I admit to some ambiguity – which isn’t
something I gravitate to – about the whole Occupy Wall Street movement. I
shouldn’t have any. I’m a liberal, Christian Protestant preacher who finds
wisdom and wonder in the words of the prophets and of Jesus. I am passionate
about access and inclusion and caring for the ignored and overlooked – and more
than that – I nurture a healthy anger about a system that allows and even
cultivates an underclass. Occupy Wall Street, or as of yesterday, Occupy
Delaware, should have me on the streets in a collar demonstrating the church’s
allegiance with the oppressed.
Yet…I’m not.
I wonder if I had come of age in the late 1950s
and 1960s if I would have been ambivalent about the Civil Rights movement.
Would I have been one of those lukewarm churches addressed in King’s letter
from a Birmingham jail when he decried that:
There was a time
when the church was very powerful--in the time when the early Christians
rejoiced at being deemed worthy to suffer for what they believed. In those days
the church was not merely a thermometer that recorded the ideas and principles
of popular opinion; it was a thermostat that transformed the mores of society.
Things are different
now. So often the contemporary church is a weak, ineffectual voice with an
uncertain sound. So often it is an archdefender of the status quo. Far from
being disturbed by the presence of the church, the power structure of the
average community is consoled by the church's silent--and often even
vocal--sanction of things as they are.
If today's church
does not recapture the sacrificial spirit of the early church, it will lose its
authenticity, forfeit the loyalty of millions, and be dismissed as an
irrelevant social club with no meaning for the twentieth century. Every day I
meet young people whose disappointment with the church has turned into outright
disgust.
I think some portion of those young people are
now occupying the streets of lower Manhattan, Oakland, Seattle, Fletcher Brown
Park, and cities across this country and Europe; and it’s no longer just the
church that disappoints, it’s the culture at large and the society in general.
Still, we could dismiss them and their cause as
a gaggle of whining white kids who didn’t get the job of their dreams and are
now throwing a tantrum. Could well be.
Yet, it's true that the disparity of wealth in
America has never been so stratified.
In the mid-1970s when some of us hit the job
market, the ratio of pay between
the CEO of a company and that of an average worker was 30 – so if the worker
earned $20,000 per year, the CEO earned $600,000. In 2005, the average worker
earned $41,861, while the average CEO made $10.9 million, or 262 times that of
the average worker.
Government bailouts of banks, and bonuses paid
to executives of those same institutions, are legitimate concerns and reasons
for discontent as well. The movement that began in Zuccotti Park in New York
City is mainly protesting social and economic inequality, corporate greed,
corruption and influence over government. The protesters' slogan, "We are
the 99%", refers to the difference in wealth in the U.S. between the
wealthiest 1% and the rest of the population.
But again, they just might be a bunch of
20-somethings who have faced their first real challenge in a life that’s been
“a trophy for everyone on the team,” “gifted” classes, and AP everything.

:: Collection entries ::
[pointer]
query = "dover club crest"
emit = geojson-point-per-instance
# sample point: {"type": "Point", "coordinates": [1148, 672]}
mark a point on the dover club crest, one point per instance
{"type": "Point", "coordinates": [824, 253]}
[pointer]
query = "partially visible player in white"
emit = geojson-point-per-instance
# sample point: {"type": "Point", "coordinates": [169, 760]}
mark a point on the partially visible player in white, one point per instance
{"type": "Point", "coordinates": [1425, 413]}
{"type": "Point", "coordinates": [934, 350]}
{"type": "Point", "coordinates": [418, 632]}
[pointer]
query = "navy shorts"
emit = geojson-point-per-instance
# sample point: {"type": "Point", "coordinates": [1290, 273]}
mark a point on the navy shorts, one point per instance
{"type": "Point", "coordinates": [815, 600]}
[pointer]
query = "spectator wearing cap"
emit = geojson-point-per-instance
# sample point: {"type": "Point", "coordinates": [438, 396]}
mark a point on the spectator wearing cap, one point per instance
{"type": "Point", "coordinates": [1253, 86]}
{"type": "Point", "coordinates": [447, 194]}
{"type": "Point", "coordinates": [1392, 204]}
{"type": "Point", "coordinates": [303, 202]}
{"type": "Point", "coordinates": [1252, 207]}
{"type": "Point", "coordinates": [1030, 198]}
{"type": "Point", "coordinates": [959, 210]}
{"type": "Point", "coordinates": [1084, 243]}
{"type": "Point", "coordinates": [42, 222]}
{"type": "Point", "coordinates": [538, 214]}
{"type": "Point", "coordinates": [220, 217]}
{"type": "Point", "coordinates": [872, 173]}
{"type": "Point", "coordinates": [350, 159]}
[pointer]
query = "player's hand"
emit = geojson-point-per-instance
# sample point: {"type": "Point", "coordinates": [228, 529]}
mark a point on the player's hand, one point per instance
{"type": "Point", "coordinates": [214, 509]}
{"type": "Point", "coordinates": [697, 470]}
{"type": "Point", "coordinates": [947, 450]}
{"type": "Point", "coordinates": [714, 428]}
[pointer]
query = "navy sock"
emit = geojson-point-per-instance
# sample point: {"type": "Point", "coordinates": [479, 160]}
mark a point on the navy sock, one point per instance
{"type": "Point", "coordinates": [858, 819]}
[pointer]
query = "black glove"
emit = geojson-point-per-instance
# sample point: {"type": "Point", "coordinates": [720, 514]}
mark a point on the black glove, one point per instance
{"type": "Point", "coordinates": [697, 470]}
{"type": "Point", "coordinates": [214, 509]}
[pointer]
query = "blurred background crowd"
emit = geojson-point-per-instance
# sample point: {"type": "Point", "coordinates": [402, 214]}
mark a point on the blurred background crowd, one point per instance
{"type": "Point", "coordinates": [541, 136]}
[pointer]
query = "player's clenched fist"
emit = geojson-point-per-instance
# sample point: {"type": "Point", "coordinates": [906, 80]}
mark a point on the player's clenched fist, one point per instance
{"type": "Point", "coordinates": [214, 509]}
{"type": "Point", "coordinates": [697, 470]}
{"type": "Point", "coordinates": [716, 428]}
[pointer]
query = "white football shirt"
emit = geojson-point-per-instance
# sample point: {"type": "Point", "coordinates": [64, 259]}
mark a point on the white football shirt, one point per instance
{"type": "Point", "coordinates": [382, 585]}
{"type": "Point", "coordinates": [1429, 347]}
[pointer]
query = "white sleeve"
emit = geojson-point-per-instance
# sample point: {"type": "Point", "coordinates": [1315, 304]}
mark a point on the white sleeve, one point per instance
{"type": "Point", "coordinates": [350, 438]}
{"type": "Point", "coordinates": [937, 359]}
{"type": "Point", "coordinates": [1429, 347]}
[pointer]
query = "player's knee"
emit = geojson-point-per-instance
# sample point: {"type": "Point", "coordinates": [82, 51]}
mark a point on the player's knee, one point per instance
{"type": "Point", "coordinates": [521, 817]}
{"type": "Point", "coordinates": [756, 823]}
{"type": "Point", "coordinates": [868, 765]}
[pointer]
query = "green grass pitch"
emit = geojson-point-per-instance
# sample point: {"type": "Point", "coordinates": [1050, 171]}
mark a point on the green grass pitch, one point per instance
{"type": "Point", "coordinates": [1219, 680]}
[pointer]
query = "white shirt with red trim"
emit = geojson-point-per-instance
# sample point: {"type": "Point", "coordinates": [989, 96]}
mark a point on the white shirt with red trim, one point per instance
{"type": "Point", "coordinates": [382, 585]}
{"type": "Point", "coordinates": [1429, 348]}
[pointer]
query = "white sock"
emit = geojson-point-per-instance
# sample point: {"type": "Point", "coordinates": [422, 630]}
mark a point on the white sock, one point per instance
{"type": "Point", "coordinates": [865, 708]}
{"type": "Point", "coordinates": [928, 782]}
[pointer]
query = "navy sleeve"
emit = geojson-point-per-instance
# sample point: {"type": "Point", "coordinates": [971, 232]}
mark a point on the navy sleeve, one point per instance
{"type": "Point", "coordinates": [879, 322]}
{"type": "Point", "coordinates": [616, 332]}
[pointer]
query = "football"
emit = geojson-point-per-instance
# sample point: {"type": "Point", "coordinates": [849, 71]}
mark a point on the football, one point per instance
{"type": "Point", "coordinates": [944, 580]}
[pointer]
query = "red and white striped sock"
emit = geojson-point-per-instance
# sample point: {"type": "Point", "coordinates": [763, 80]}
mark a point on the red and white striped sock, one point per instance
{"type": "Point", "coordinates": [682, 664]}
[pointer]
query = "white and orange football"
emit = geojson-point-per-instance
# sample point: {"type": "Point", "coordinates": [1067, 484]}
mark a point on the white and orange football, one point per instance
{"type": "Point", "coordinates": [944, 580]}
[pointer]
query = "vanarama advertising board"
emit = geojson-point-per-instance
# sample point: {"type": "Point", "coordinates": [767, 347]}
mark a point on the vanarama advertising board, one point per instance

:: TO DO ::
[1] Answer the following questions using the essay on the Occupy Wall Street movement.
(a) What ratio of CEO pay to average worker pay does the essay give for the mid-1970s?
(b) What slogan did the protesters adopt?
(c) In what park does the essay say the movement began?
[2] Extract every line of the records that contains the string "knee". Matching is case-sensitive.
The essay and the records have no connection to each other.

:: ANSWERS TO THE TASKS ::
[1]
(a) 30
(b) "We are the 99%"
(c) Zuccotti Park in New York City

[2]
query = "player's knee"
mark a point on the player's knee, one point per instance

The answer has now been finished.